PAGE TEXT -

━━━━━━━━━━━━━━━━━━━━━━━━━━━━━━

1

Edit1: Changed question to fit the guidlines. I already asked this question but it got taken down for being to vague. Rewrote the question to make it clearer.

My goal is to compare around 6000 numbers with each other and find the matching/closest pair. But no number is equal to the other and has an error/tolerance.

My starting condition is two data blocks saved in two arrays are. Data block [A] are numbers of theoretical calculated numbers. Data block [B] are real measured numbers. [B] are the real measurements of an Object and should be as close as possible to [A] (measurement error). I have to find Am to the matching Bn .

Every number of [A] is higher than the previous one by a value of X or Y. Both X and Y are possible and therefor a “tree” like structure is displayed afterwards (not important for the comparison process). Every number in [B] has a measurement error and every “addition” of X and Y has a 1.1% chance of being 1 % off. This means in higher ranges of numbers the offset from the theoretical numbers [A] will get larger. The closest fit of B_n with a number of [A] (A_m) should be linked/highlighted/somehow memorized.

My idea is to calculate the difference/offset between one number of [B] (B_n) and every number of [A]. The pair with the lowest offset should be memorizing and the offset should be saved as well.

This would look like this (still not a code just a concept):

z=1
loop {
    offset1 = B_n – A_m
    offset2 = B_n – A_m+z
    is offset1 lower than offset2?
       Yes: z=z+1;
       No:  offset1 = offset2;
            memorize m
}

Is there function which does this on it`s own/does it do similar/does it with differently with the same result? Comparing numbers and return the closest pair. IS this methode valid to use?

━━━━━━━━━━━━━━━━━━━━━━━━━━━━━━

EXCERPTED DATA -
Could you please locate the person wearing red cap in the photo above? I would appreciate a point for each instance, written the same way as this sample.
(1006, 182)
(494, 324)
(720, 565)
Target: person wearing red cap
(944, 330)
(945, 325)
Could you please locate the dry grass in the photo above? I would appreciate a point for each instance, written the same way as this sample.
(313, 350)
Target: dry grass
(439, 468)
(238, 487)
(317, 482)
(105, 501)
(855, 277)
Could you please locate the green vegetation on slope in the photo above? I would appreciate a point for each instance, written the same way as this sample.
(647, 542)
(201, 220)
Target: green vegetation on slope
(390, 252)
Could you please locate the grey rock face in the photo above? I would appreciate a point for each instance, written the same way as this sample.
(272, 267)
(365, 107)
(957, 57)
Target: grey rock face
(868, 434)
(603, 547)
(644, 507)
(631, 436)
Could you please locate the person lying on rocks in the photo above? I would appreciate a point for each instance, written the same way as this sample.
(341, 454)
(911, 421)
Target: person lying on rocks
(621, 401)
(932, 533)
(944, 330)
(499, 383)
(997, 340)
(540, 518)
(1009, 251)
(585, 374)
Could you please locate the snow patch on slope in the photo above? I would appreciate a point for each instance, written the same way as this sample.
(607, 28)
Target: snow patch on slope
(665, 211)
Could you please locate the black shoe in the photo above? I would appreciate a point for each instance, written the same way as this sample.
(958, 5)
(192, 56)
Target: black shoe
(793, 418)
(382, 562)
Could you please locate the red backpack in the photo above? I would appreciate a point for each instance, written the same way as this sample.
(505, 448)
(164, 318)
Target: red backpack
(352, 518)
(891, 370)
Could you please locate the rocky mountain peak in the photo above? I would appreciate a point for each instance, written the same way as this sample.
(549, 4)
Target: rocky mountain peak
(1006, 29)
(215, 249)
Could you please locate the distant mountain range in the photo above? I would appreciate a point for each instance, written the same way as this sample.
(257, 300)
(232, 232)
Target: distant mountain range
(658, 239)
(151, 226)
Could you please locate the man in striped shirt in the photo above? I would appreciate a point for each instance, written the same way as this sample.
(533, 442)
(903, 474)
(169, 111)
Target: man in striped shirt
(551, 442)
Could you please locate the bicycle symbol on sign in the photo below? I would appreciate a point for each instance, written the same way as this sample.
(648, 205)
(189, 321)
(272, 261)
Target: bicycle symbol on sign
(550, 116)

━━━━━━━━━━━━━━━━━━━━━━━━━━━━━━

TASK PROMPT -
Please quote the stretch of the number-matching question from "Edit1: Changed question" through "make it clearer.".

SOLUTION FOR THIS PROBLEM -
Edit1: Changed question to fit the guidlines. I already asked this question but it got taken down for being to vague. Rewrote the question to make it clearer.